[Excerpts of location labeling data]
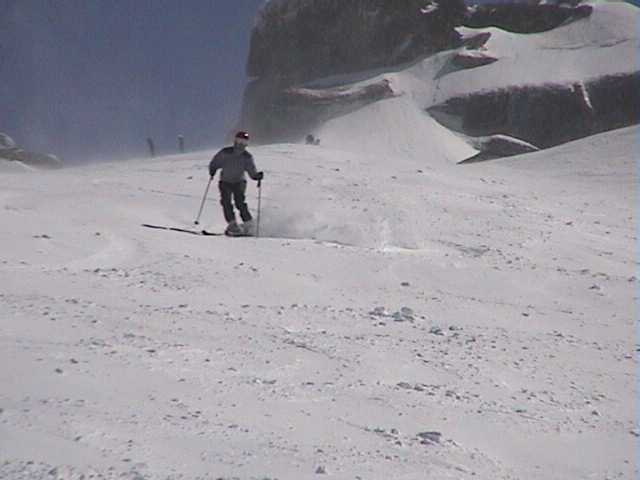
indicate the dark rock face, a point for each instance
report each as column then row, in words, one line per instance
column 526, row 18
column 9, row 151
column 546, row 115
column 295, row 41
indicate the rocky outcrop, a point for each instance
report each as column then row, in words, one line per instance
column 526, row 17
column 498, row 146
column 546, row 115
column 296, row 41
column 9, row 151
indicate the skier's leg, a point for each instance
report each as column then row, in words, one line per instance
column 239, row 199
column 226, row 190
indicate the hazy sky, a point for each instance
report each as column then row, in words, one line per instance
column 95, row 78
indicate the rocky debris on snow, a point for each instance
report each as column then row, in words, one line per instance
column 405, row 314
column 530, row 17
column 430, row 438
column 472, row 59
column 9, row 151
column 498, row 146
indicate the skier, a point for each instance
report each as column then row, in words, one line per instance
column 234, row 161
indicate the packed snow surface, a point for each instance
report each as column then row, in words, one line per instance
column 400, row 317
column 397, row 319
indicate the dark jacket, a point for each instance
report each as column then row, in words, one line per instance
column 233, row 164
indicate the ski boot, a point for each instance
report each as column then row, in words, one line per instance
column 233, row 230
column 248, row 228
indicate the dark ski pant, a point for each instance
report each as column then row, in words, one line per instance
column 237, row 191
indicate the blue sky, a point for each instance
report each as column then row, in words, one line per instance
column 95, row 78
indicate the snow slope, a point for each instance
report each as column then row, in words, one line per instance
column 400, row 319
column 606, row 43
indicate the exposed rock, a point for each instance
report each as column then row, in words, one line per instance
column 11, row 152
column 546, row 115
column 478, row 40
column 295, row 41
column 430, row 438
column 526, row 17
column 471, row 59
column 498, row 146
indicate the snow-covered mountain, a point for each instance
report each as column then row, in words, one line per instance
column 400, row 316
column 543, row 88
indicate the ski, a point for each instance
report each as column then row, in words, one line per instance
column 183, row 230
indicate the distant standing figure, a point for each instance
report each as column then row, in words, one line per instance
column 152, row 147
column 234, row 161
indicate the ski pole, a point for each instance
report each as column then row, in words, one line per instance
column 204, row 198
column 259, row 201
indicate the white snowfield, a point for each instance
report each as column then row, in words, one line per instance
column 453, row 322
column 401, row 317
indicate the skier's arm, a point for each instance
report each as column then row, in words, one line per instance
column 214, row 165
column 250, row 167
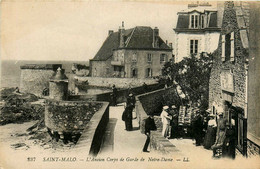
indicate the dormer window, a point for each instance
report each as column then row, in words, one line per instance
column 228, row 50
column 202, row 21
column 163, row 58
column 194, row 21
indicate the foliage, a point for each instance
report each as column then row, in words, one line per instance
column 191, row 75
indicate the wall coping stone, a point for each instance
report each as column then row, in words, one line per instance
column 41, row 66
column 86, row 139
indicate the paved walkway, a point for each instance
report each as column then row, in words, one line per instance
column 119, row 141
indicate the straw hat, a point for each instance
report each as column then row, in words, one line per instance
column 174, row 107
column 220, row 113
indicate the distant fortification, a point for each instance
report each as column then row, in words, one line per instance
column 35, row 77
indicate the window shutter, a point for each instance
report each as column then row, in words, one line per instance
column 232, row 50
column 223, row 48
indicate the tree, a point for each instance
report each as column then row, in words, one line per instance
column 192, row 76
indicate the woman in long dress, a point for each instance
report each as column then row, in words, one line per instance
column 165, row 121
column 210, row 136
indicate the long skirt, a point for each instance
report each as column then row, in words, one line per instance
column 210, row 137
column 165, row 130
column 128, row 124
column 221, row 135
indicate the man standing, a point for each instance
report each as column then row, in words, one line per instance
column 166, row 118
column 174, row 122
column 149, row 125
column 114, row 95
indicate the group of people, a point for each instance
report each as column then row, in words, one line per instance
column 209, row 130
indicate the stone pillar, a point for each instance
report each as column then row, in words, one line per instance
column 59, row 86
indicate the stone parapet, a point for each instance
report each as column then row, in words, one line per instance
column 92, row 136
column 161, row 145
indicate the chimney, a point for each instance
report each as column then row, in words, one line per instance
column 122, row 36
column 170, row 44
column 155, row 37
column 110, row 32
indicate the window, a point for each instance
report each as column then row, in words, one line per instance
column 163, row 58
column 228, row 51
column 194, row 21
column 194, row 46
column 134, row 72
column 148, row 72
column 149, row 57
column 202, row 21
column 134, row 57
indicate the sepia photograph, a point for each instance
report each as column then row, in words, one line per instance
column 153, row 84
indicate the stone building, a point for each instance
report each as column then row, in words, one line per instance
column 228, row 88
column 197, row 30
column 253, row 119
column 35, row 77
column 132, row 53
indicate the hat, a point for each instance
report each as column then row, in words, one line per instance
column 220, row 113
column 174, row 107
column 211, row 115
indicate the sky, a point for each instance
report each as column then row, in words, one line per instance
column 75, row 30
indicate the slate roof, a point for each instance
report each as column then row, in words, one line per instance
column 140, row 37
column 184, row 18
column 242, row 15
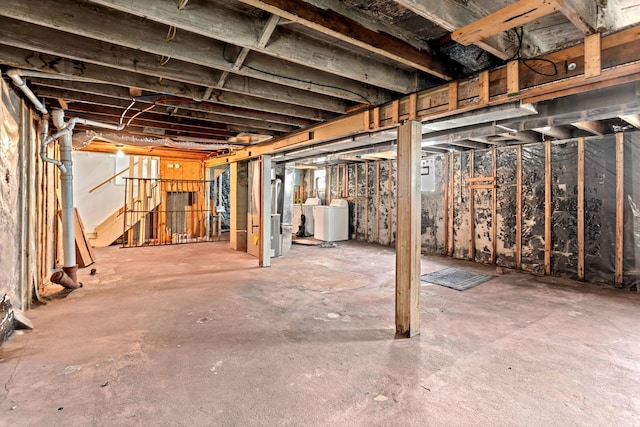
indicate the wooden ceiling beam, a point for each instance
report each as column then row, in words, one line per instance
column 93, row 94
column 109, row 26
column 55, row 65
column 594, row 127
column 509, row 17
column 107, row 147
column 632, row 119
column 32, row 37
column 267, row 31
column 243, row 30
column 582, row 14
column 352, row 32
column 452, row 14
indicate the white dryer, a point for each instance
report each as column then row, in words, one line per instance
column 332, row 222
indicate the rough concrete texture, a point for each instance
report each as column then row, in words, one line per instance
column 197, row 335
column 10, row 173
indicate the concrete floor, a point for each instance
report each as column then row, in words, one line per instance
column 197, row 335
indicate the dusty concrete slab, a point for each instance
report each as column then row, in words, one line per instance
column 198, row 335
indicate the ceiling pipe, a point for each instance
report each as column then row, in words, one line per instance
column 68, row 276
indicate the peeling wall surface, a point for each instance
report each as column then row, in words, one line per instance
column 432, row 228
column 483, row 207
column 600, row 209
column 9, row 187
column 533, row 208
column 506, row 209
column 564, row 200
column 371, row 191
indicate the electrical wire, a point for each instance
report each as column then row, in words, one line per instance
column 133, row 101
column 141, row 112
column 171, row 34
column 526, row 61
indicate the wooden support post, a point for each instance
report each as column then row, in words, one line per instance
column 390, row 214
column 131, row 207
column 445, row 203
column 327, row 186
column 378, row 201
column 592, row 60
column 472, row 219
column 519, row 207
column 483, row 87
column 345, row 182
column 513, row 78
column 238, row 205
column 547, row 207
column 366, row 210
column 619, row 280
column 453, row 96
column 494, row 208
column 580, row 208
column 356, row 202
column 366, row 116
column 264, row 254
column 395, row 111
column 408, row 232
column 451, row 156
column 413, row 106
column 142, row 203
column 376, row 118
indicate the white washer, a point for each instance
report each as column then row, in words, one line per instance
column 332, row 222
column 307, row 210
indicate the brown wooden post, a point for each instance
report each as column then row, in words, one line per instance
column 408, row 230
column 519, row 207
column 547, row 207
column 581, row 208
column 619, row 209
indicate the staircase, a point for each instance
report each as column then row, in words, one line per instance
column 137, row 209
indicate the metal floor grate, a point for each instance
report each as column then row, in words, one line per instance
column 456, row 278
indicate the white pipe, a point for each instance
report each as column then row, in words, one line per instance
column 16, row 76
column 66, row 190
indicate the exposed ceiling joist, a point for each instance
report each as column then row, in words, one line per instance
column 452, row 15
column 509, row 17
column 241, row 30
column 582, row 14
column 558, row 132
column 135, row 33
column 594, row 127
column 350, row 31
column 103, row 96
column 268, row 29
column 54, row 65
column 632, row 119
column 31, row 37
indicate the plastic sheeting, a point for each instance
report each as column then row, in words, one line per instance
column 506, row 181
column 564, row 218
column 433, row 221
column 600, row 209
column 533, row 192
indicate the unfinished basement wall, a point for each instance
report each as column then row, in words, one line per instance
column 547, row 208
column 28, row 236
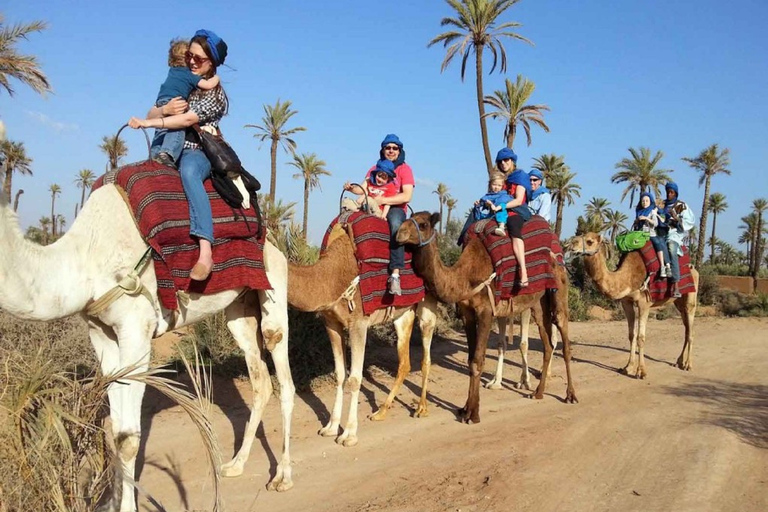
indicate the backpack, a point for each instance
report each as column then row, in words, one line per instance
column 632, row 240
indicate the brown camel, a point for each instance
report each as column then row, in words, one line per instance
column 624, row 285
column 463, row 284
column 322, row 288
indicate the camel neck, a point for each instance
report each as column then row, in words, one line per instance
column 621, row 282
column 449, row 284
column 315, row 287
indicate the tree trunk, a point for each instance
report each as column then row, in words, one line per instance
column 306, row 207
column 481, row 107
column 703, row 224
column 559, row 218
column 273, row 182
column 16, row 200
column 712, row 249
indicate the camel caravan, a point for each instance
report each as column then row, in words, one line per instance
column 130, row 266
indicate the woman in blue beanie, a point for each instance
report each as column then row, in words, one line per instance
column 206, row 52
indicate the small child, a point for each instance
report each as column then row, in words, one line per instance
column 647, row 219
column 494, row 203
column 380, row 183
column 180, row 82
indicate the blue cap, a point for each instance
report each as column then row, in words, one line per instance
column 391, row 138
column 505, row 153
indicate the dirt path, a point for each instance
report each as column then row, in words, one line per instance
column 676, row 441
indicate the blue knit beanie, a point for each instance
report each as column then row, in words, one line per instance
column 217, row 45
column 505, row 153
column 391, row 138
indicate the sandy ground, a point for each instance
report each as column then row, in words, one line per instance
column 683, row 441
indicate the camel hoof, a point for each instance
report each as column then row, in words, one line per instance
column 380, row 415
column 231, row 469
column 328, row 431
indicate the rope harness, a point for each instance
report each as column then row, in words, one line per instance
column 129, row 285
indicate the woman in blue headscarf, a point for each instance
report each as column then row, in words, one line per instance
column 541, row 200
column 206, row 108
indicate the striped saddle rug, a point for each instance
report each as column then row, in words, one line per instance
column 660, row 288
column 371, row 237
column 161, row 212
column 539, row 241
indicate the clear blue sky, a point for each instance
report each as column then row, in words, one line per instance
column 675, row 76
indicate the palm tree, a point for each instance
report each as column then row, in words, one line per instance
column 758, row 207
column 15, row 159
column 84, row 180
column 597, row 209
column 442, row 193
column 16, row 199
column 273, row 128
column 311, row 168
column 23, row 68
column 450, row 204
column 716, row 204
column 474, row 29
column 45, row 223
column 614, row 222
column 709, row 162
column 511, row 108
column 115, row 149
column 55, row 190
column 640, row 173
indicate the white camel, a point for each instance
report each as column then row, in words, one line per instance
column 102, row 247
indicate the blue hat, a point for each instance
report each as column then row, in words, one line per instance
column 384, row 166
column 391, row 138
column 671, row 185
column 217, row 45
column 505, row 153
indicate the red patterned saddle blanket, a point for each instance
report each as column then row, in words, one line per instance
column 660, row 288
column 539, row 241
column 371, row 237
column 161, row 211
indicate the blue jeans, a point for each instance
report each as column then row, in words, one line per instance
column 167, row 141
column 673, row 260
column 195, row 168
column 395, row 218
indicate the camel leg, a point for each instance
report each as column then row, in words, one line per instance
column 248, row 337
column 403, row 328
column 479, row 331
column 687, row 307
column 629, row 312
column 335, row 332
column 427, row 313
column 543, row 320
column 126, row 344
column 495, row 383
column 525, row 375
column 644, row 309
column 358, row 332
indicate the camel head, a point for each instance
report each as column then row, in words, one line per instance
column 419, row 230
column 587, row 244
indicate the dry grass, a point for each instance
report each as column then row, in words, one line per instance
column 55, row 453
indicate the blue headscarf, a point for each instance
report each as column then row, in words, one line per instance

Aim of the task> Transcribe the lines of the data above character for character, starting at the line containing "indicate the ski pole, a" and ending at the line containing "column 259, row 201".

Exercise result>
indicate the ski pole, a point for each instance
report each as column then row, in words, one line per instance
column 204, row 198
column 259, row 201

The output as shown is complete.